-- begin --
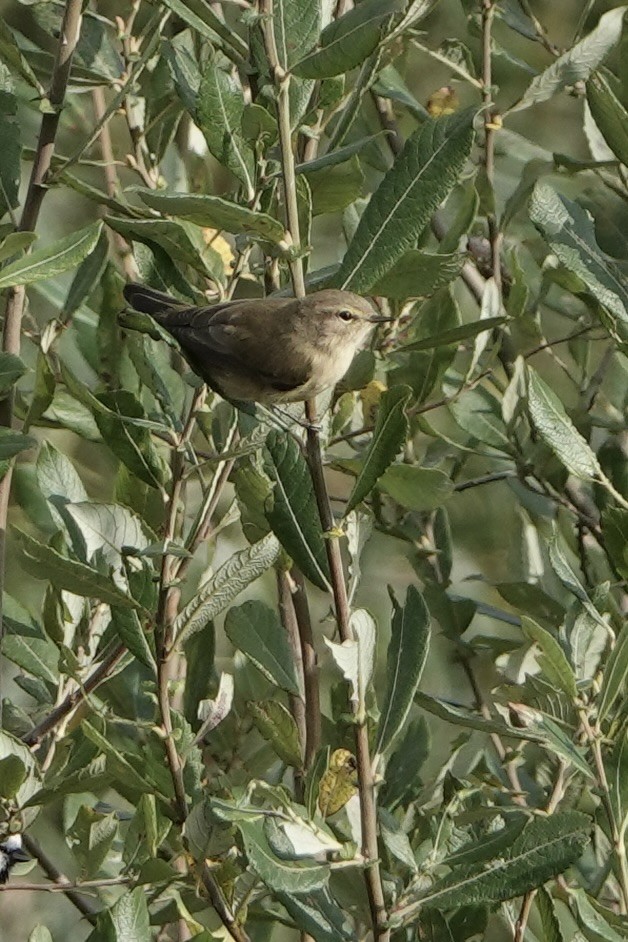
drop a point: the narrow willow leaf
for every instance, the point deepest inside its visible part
(37, 656)
(416, 488)
(319, 915)
(276, 725)
(220, 106)
(255, 629)
(200, 15)
(12, 443)
(419, 274)
(15, 242)
(215, 212)
(455, 335)
(569, 231)
(553, 660)
(547, 847)
(48, 262)
(460, 716)
(164, 234)
(130, 918)
(549, 920)
(44, 562)
(592, 920)
(577, 64)
(388, 439)
(293, 515)
(356, 658)
(221, 588)
(615, 674)
(407, 653)
(609, 113)
(284, 876)
(419, 180)
(129, 629)
(615, 526)
(558, 431)
(11, 368)
(348, 40)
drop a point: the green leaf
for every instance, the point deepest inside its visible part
(12, 775)
(416, 488)
(615, 527)
(293, 515)
(221, 588)
(12, 443)
(37, 656)
(349, 40)
(553, 660)
(419, 274)
(335, 188)
(255, 629)
(130, 442)
(608, 113)
(569, 231)
(278, 728)
(219, 109)
(319, 915)
(215, 212)
(547, 913)
(388, 439)
(44, 562)
(407, 653)
(11, 368)
(558, 431)
(15, 242)
(591, 919)
(285, 876)
(479, 413)
(419, 180)
(577, 64)
(459, 716)
(547, 847)
(51, 261)
(164, 234)
(615, 674)
(200, 15)
(126, 623)
(11, 55)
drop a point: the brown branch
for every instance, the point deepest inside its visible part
(366, 788)
(16, 297)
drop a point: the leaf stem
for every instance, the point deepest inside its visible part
(37, 188)
(366, 788)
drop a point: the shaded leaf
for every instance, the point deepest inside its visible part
(407, 653)
(388, 439)
(570, 234)
(48, 262)
(255, 629)
(420, 178)
(293, 515)
(214, 595)
(577, 63)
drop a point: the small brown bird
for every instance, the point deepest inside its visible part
(269, 350)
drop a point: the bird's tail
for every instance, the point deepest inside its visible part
(148, 301)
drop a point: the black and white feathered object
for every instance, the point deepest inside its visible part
(11, 852)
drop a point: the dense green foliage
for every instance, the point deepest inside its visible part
(197, 658)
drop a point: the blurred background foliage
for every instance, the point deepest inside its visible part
(482, 557)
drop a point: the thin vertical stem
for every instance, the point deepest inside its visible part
(366, 788)
(16, 297)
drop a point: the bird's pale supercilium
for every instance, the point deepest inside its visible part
(270, 350)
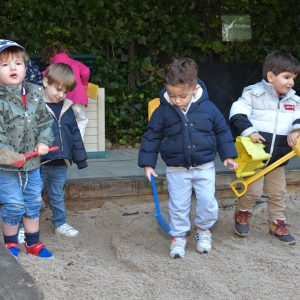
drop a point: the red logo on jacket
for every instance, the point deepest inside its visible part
(289, 106)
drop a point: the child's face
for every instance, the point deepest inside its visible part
(12, 69)
(181, 94)
(282, 82)
(53, 93)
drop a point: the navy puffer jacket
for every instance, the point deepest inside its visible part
(186, 140)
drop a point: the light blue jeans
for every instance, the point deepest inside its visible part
(180, 186)
(54, 180)
(20, 194)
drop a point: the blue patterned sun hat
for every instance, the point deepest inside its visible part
(7, 43)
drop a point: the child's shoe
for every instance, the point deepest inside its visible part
(39, 250)
(178, 246)
(67, 230)
(278, 229)
(241, 222)
(21, 235)
(203, 238)
(13, 248)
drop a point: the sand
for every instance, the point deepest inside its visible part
(122, 254)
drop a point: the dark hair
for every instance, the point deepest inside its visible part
(61, 75)
(14, 51)
(279, 62)
(182, 71)
(51, 50)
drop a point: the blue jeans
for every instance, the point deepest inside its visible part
(20, 194)
(54, 180)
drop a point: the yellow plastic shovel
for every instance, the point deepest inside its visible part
(246, 182)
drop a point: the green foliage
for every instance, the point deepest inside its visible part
(134, 40)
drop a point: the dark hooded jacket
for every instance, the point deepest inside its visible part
(186, 140)
(67, 137)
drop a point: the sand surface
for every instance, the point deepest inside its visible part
(122, 254)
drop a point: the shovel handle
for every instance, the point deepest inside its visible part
(21, 163)
(35, 153)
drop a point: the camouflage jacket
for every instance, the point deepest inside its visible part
(22, 128)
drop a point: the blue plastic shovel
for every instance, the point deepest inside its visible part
(164, 225)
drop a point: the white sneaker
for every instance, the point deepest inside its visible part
(178, 247)
(66, 230)
(203, 238)
(21, 236)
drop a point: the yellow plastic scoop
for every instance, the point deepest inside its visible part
(246, 182)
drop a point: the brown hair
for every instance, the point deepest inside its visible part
(61, 75)
(14, 51)
(279, 62)
(182, 71)
(51, 50)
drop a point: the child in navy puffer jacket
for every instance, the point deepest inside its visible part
(59, 79)
(188, 130)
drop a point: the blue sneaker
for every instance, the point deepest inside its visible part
(39, 250)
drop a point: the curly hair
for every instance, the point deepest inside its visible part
(182, 71)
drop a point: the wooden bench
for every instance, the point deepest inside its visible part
(94, 137)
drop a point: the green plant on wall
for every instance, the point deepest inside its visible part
(134, 40)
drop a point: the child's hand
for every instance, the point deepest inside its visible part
(292, 138)
(148, 172)
(230, 163)
(256, 138)
(42, 148)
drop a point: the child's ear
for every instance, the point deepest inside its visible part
(45, 82)
(196, 89)
(270, 76)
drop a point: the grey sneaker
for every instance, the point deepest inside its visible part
(203, 238)
(177, 247)
(66, 230)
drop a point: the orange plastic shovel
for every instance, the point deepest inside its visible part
(246, 182)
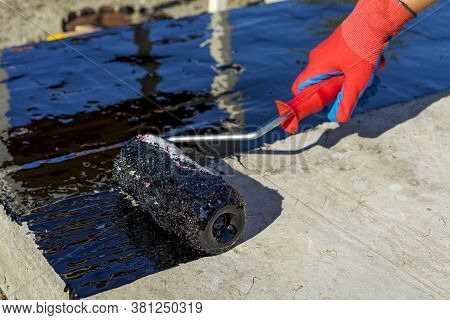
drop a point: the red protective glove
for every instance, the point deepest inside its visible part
(342, 67)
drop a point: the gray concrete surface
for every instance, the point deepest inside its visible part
(359, 211)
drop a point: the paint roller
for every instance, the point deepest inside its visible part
(187, 200)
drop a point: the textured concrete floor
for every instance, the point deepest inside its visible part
(353, 212)
(359, 211)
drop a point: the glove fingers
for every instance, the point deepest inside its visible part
(355, 83)
(312, 75)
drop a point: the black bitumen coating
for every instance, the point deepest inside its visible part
(64, 112)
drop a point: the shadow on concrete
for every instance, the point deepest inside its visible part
(368, 125)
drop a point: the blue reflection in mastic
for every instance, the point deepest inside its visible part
(73, 103)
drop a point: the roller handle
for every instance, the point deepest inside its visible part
(311, 99)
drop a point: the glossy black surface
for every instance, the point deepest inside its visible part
(66, 108)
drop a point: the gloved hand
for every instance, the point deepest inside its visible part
(343, 66)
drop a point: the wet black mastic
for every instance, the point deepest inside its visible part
(185, 199)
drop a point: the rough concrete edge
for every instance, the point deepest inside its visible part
(24, 272)
(122, 292)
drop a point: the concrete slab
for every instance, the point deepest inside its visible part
(359, 211)
(364, 216)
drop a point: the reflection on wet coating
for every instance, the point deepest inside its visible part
(63, 117)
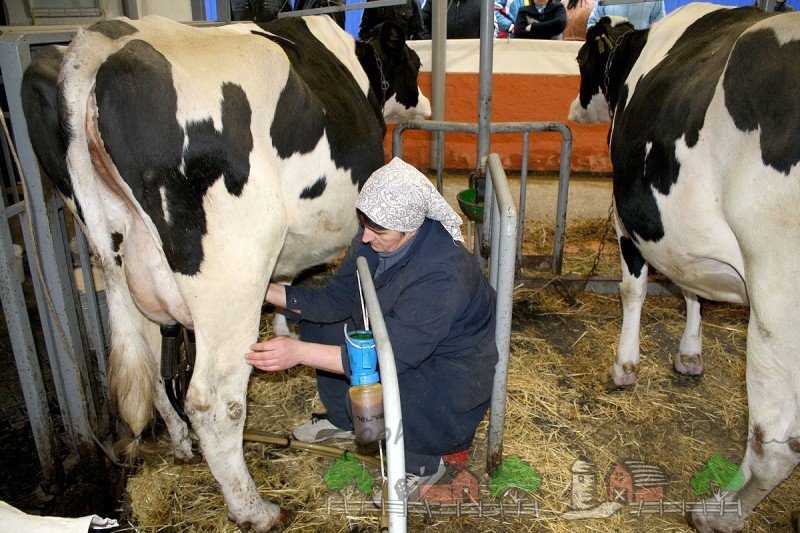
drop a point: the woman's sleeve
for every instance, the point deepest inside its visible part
(421, 318)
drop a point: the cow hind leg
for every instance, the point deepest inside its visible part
(226, 319)
(280, 327)
(689, 360)
(132, 365)
(632, 289)
(773, 445)
(176, 427)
-- end --
* **TASK GOAL**:
Rewrite everything from the line containing "drop a point: the woman's sleeve" down to the end of the material, putting "back leg" where "hind leg" stands and leaving all else unchanged.

* **ANSWER TO THIS EXERCISE**:
drop a point: the woman's sleeve
for every instance, the point deepest inside its visible part
(421, 318)
drop a point: the cow back leg
for every instance, the point deepest inside its visible part
(226, 319)
(280, 327)
(689, 360)
(132, 365)
(632, 289)
(773, 445)
(176, 427)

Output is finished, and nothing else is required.